Computer aided selection of SCCmec typing marker sets
Objectives
SCCmec is the defining feature of MRSA. It is a large mobile genetic element that exhibits complex diversity. SCCmec typing and subtyping is extensively used in combination with multilocus sequence typing to define MRSA clones. In general the five SCCmec types are defined on the basis of the combination ccr and mec classes, and the subtypes defined by variation involving recombination and the activity of mobile genetic elements in the “junkyard” regions. However, as more SCCmec elements are analysed, more homoplastic variation is revealed, and it is increasingly difficult to define an internally consistent hierarchical classification system. The objective of this study was to take a deliberately naïve approach to the development of an SCCmec typing method, with the hypothesis being that this will be straightforward and the marker set will be highly discriminatory.

What this exercise asks:
a – In the excerpt on SCCmec typing, what defines the five SCCmec types?
b – Write the next part of the excerpt on SCCmec typing, picking up after its final sentence.

Material supplied:
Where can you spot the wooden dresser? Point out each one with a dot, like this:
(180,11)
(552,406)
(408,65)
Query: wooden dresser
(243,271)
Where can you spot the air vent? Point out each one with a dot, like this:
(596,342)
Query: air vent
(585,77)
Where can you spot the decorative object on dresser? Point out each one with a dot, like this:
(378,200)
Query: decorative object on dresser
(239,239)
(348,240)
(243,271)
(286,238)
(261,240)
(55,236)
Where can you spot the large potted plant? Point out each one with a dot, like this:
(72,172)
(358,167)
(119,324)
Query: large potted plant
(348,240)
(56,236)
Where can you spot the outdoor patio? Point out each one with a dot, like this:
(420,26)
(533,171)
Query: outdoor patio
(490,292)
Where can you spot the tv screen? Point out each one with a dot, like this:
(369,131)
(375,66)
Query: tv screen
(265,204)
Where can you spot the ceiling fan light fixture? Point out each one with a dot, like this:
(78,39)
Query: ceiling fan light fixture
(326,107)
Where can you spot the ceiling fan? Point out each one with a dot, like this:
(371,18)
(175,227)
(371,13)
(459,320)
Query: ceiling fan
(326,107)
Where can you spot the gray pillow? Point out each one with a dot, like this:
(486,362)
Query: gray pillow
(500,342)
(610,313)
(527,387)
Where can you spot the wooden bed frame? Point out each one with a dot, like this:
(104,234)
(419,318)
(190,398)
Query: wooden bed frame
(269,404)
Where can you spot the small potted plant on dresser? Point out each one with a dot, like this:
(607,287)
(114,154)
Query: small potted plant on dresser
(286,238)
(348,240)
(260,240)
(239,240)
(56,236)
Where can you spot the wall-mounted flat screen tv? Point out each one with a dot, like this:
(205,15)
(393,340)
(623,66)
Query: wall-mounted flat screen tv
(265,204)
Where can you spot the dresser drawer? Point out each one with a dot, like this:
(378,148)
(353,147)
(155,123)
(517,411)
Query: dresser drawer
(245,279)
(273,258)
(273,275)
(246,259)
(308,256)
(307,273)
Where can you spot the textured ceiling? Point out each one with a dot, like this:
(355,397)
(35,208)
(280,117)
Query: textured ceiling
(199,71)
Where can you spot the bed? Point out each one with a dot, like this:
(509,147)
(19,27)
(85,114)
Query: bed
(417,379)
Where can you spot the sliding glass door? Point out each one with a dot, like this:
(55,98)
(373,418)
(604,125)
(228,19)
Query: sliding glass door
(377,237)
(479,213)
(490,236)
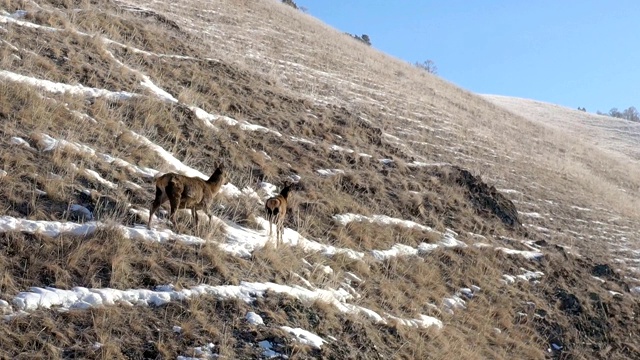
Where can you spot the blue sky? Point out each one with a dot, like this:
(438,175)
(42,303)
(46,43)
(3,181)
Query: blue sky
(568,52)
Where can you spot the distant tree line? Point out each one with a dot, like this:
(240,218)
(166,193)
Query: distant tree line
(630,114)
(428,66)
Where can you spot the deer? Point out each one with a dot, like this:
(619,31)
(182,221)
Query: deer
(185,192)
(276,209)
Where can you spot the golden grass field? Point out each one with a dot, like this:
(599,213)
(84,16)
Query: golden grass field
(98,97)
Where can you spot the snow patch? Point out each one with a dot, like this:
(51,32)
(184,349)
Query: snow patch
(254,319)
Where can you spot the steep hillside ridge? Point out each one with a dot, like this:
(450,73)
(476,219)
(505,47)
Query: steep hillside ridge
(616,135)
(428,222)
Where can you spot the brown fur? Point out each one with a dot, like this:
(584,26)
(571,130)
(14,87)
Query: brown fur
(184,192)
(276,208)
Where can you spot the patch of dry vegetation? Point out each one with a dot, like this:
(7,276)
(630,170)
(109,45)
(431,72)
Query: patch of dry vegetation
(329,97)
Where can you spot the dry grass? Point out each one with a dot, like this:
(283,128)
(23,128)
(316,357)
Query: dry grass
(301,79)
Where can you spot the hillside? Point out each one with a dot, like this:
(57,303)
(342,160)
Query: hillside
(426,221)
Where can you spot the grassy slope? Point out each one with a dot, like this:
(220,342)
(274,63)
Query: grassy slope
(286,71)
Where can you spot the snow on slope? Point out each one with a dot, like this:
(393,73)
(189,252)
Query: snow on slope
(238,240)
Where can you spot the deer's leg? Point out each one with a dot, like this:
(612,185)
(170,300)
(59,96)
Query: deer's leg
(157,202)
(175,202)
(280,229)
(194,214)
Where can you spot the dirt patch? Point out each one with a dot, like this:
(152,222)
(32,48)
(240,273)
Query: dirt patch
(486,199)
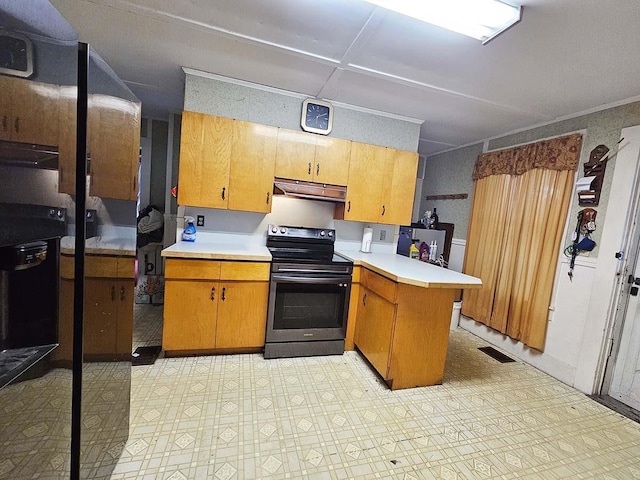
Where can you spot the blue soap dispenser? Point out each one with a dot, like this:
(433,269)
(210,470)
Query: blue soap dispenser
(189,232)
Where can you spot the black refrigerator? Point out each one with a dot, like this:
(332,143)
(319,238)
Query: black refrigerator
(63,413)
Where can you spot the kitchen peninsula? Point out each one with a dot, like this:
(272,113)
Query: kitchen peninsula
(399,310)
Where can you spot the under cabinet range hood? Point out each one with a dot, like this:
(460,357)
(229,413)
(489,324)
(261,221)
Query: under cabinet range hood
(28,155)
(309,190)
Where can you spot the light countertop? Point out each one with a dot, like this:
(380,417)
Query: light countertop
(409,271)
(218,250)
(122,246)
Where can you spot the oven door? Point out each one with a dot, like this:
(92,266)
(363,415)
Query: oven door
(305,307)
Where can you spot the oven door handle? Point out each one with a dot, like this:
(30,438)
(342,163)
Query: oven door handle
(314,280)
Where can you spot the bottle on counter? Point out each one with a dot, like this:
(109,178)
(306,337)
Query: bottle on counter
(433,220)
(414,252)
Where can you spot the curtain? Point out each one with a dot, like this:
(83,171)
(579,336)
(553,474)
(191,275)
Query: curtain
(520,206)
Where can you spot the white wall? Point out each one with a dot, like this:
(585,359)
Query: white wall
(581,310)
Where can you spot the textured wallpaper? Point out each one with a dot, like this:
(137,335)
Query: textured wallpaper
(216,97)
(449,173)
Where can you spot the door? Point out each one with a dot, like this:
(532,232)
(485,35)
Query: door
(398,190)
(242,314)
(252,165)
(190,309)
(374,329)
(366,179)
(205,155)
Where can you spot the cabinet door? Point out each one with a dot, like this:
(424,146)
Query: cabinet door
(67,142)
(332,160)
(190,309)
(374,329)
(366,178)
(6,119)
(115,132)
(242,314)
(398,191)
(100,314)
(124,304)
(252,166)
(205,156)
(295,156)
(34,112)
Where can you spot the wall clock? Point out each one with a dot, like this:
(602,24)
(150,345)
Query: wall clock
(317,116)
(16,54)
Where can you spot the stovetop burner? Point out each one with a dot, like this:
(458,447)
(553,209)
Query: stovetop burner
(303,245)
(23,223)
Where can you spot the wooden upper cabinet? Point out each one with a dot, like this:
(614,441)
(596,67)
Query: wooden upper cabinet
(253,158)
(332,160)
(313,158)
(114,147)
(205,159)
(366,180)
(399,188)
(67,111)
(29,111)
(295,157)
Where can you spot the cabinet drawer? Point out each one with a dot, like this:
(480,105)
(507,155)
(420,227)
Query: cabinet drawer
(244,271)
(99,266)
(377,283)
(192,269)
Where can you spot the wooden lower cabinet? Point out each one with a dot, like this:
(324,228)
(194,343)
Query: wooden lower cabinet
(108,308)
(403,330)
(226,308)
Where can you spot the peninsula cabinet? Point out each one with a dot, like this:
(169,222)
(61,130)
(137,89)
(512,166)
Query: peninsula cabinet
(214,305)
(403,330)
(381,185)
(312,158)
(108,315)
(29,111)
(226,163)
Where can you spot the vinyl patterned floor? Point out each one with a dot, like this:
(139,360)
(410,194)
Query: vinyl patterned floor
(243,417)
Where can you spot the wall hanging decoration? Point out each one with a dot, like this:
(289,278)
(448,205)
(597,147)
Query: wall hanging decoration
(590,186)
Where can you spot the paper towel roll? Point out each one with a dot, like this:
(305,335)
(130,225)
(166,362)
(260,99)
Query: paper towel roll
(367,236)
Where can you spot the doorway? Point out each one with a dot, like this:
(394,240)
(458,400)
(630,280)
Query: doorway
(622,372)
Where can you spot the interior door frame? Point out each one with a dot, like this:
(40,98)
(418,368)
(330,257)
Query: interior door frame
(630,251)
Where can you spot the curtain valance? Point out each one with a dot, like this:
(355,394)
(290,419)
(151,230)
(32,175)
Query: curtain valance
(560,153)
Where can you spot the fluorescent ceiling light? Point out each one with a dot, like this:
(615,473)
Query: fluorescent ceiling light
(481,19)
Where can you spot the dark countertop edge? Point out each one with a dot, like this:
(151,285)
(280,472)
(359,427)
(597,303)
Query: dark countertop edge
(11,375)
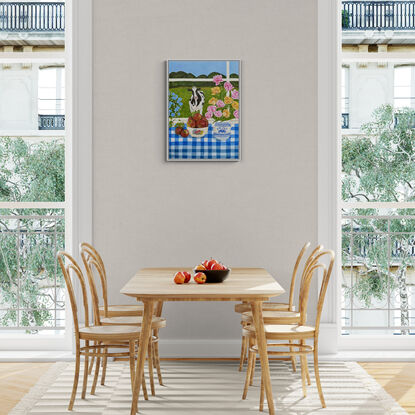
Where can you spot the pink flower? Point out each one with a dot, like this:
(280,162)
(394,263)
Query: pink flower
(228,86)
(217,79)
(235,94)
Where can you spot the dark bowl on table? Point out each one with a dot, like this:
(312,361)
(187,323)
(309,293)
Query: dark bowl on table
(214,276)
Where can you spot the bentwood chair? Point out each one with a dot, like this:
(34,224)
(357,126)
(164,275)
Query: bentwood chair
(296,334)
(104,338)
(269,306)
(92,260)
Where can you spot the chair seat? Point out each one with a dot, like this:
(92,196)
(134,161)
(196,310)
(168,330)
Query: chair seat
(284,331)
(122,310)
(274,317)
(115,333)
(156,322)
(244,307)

==

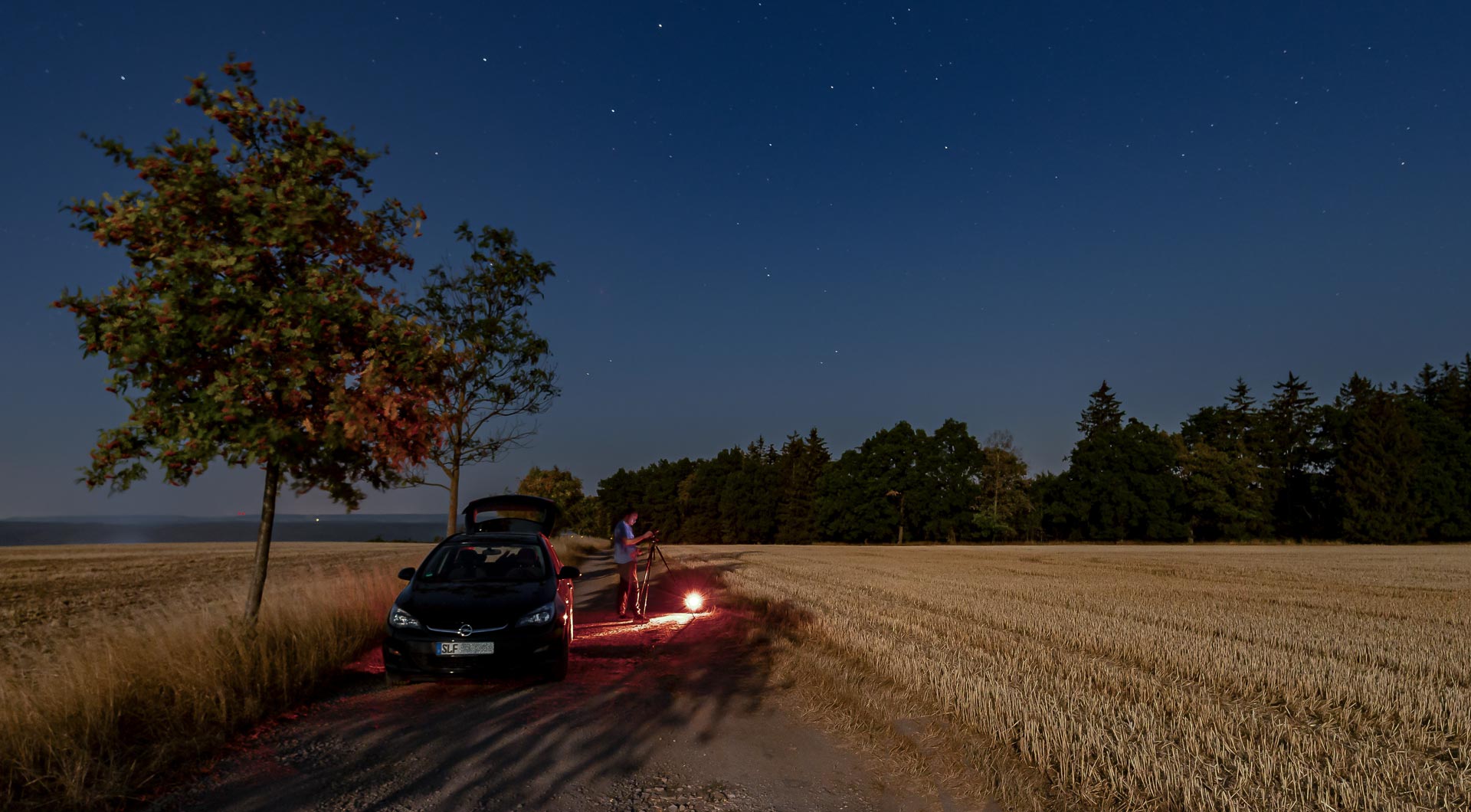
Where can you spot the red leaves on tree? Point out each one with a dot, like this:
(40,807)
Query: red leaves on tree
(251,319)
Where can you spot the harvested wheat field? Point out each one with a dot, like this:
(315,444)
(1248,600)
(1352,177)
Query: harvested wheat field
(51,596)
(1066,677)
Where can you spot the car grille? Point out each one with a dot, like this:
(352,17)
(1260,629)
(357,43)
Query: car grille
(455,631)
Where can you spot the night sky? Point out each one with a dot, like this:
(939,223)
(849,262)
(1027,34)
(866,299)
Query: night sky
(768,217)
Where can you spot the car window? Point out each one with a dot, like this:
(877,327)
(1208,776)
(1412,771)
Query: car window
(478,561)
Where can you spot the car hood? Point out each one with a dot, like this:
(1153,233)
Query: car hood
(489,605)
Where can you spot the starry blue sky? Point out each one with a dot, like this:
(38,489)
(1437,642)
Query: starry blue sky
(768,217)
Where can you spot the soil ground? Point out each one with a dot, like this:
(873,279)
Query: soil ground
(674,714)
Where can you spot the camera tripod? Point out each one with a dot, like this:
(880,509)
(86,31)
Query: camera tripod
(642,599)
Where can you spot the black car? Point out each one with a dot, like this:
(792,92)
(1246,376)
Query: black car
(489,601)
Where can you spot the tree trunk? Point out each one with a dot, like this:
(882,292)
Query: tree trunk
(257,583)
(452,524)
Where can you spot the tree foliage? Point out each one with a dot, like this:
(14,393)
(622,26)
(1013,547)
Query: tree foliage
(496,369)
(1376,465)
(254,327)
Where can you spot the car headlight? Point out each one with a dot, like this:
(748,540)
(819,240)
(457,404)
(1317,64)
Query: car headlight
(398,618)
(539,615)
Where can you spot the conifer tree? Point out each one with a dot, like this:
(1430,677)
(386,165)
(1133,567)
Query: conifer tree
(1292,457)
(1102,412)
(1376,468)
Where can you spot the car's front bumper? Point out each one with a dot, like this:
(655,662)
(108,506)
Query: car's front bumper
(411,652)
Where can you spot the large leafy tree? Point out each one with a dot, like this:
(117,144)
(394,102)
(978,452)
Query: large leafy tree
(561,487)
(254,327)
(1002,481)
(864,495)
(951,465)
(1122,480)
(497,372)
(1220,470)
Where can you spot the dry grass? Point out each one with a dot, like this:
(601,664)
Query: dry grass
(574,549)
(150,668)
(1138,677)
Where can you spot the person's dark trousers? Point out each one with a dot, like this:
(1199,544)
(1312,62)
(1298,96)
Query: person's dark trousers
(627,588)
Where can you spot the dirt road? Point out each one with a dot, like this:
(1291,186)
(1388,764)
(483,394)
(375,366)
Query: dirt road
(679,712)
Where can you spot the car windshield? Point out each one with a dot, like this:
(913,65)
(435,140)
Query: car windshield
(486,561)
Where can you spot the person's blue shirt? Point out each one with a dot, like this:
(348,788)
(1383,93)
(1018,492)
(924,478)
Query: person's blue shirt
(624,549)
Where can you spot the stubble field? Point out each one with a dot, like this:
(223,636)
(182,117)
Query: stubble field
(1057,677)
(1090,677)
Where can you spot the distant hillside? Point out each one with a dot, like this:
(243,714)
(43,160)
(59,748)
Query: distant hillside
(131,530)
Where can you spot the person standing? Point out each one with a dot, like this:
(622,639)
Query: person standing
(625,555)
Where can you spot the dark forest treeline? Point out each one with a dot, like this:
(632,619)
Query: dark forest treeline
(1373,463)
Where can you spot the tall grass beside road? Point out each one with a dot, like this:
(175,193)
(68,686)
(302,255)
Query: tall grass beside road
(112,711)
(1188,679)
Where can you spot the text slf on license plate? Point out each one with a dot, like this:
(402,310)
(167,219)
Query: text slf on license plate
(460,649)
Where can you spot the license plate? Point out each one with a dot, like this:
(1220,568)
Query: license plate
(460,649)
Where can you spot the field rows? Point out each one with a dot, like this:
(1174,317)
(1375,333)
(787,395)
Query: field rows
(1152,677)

Solved tasks:
a – The combination of ccr and mec classes.

b –
Methods
Every known SCCmec variant was regarded as an array of present or absent binary elements, and converted into a pseudo-DNA sequence. In this way the sum of knowledge regarding SCCmec diversity was converted into a pseudo-sequence alignment. This was analysed using the computer program Minimum SNPs so as to identify sets of binary markers with optimised Simpson’s Index of Diversity (D).
Results
The sets of binary markers obtained possessed greater resolving power than the conventional marker sets. For example, six binary targets can resolve 21 SCCmec variants. This emphasises the homoplastic nature of SCCmec variation and consequent difficulty of generating a strictly hierarchical typing scheme. Nevertheless, the types defined by this marker set were broadly consistent with accepted SCCmec nomenclature, and it was possible to modify the marker set slightly so to make concordance with accepted nomenclature essentially complete. A third marker set was developed that was biased towards resolving the most commonly encountered variants. A key for conveniently working backwards from binary marker genotypes to SCCmec types was assembled. Finally, it was demonstrated that mecA single nucleotide polymorphisms (SNPs) could be added to the pseudo-sequence alignment so as to make an alignment that contains both binary marker and SNP information. Analysis of this using Minimum SNPs provided a D-maximised marker set that is a mixture of binary markers and SNPs.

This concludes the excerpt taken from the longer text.